### Jobs
- a) Can you repeat the SQL forum thread between "2019-09-17 16:41发布" and "while(PATINDEX('%[A-Z]%',@name)<>0)", inclusive, substituting "punctuation marks" for each "special characters"?
- b) Can you continue the SQL forum thread from the point where it stops?

## begin Extract to read

Need Better Solution to remove special characters

2019-09-17 16:41发布

问题:

Is there any better way to remove all the special characters and numbers in a column, not limited to one or two almost to remove all the special characters and numbers. As of now I I am using this query (Jst Logic part). Let me know is there any better choice as my table contains minimum 5 million records

Declare @name varchar(1000) = '231323Lig%$%$h$%t'
Declare @dumy varchar(1000)

while(PATINDEX('%[0-9]%',@name)<>0)
    SET @name   = stuff(@name,PATINDEX('%[0-9]%',@name),1,'')


while(PATINDEX('%[A-Z]%',@name)<>0)
begin
    SET @dumy = isnull(@dumy,'')+substring(@name,PATINDEX('%[A-Z]%',@name),1)
    SET @name = stuff(@name,PATINDEX('%[A-Z]%',@name),1,'')
end

Set @name = @dumy

Select @name 'Clean'

回答1:

Try this function:

Create Function [dbo].[RemoveNonAlphaCharacters](@Temp VarChar(1000))
Returns VarChar(1000)
AS
Begin

    Declare @KeepValues as varchar(50)
    Set @KeepValues = '%[^a-z]%'
    While PatIndex(@KeepValues, @Temp) > 0
        Set @Temp = Stuff(@Temp, PatIndex(@KeepValues, @Temp), 1, '')

## end Extract to read
## begin Data shown

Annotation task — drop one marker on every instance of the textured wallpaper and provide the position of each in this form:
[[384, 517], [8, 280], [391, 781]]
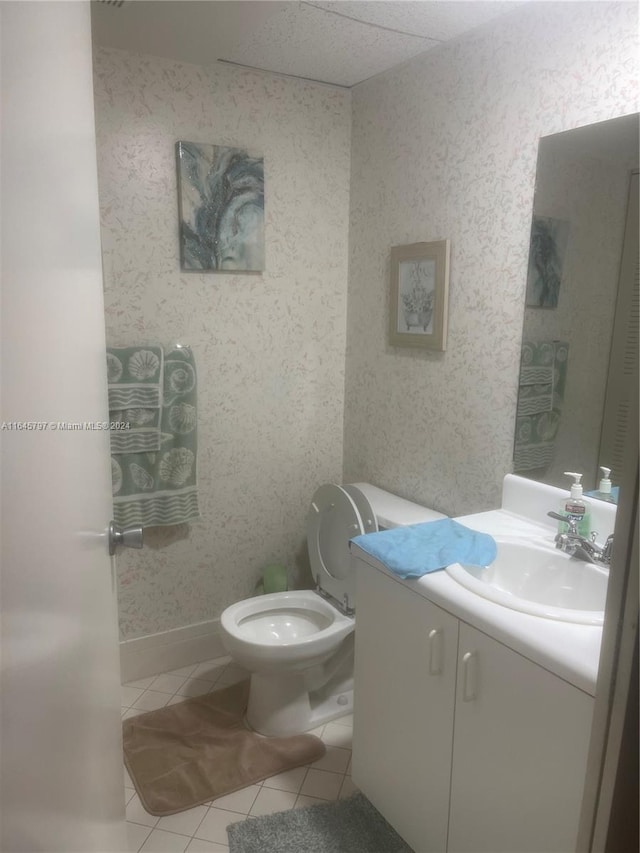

## end Data shown

### Answers given
- a)
2019-09-17 16:41发布

问题:

Is there any better way to remove all the punctuation marks and numbers in a column, not limited to one or two almost to remove all the punctuation marks and numbers. As of now I I am using this query (Jst Logic part). Let me know is there any better choice as my table contains minimum 5 million records

Declare @name varchar(1000) = '231323Lig%$%$h$%t'
Declare @dumy varchar(1000)

while(PATINDEX('%[0-9]%',@name)<>0)
    SET @name   = stuff(@name,PATINDEX('%[0-9]%',@name),1,'')


while(PATINDEX('%[A-Z]%',@name)<>0)

- b)
    Return @Temp
End

Call it like this:

Select dbo.RemoveNonAlphaCharacters('231323Lig%$%$h$%t')

Output:


Clean
Light

Update

If you want to do it for entire table just try like this

Select dbo.RemoveNonAlphaCharacters(ColumnName),OtherColumn1,OtherColumn2 
FROM Table1


回答2:

You can simplify your function to one WHILE loop:

DECLARE @String NVARCHAR(MAX) = '231323Lig%$%$h$%t'
DECLARE @Expression NVARCHAR(32) = '%[^A-Z]%'

WHILE PATINDEX(@Expression, @String) > 0
    SET @String = STUFF(@String, PATINDEX(@Expression, @String), 1, '')

RETURN @String

A CLR function could be faster than the pure T-SQL implementation.

Regex.Replace(str, "[^a-zA-Z]+", "", RegexOptions.Compiled)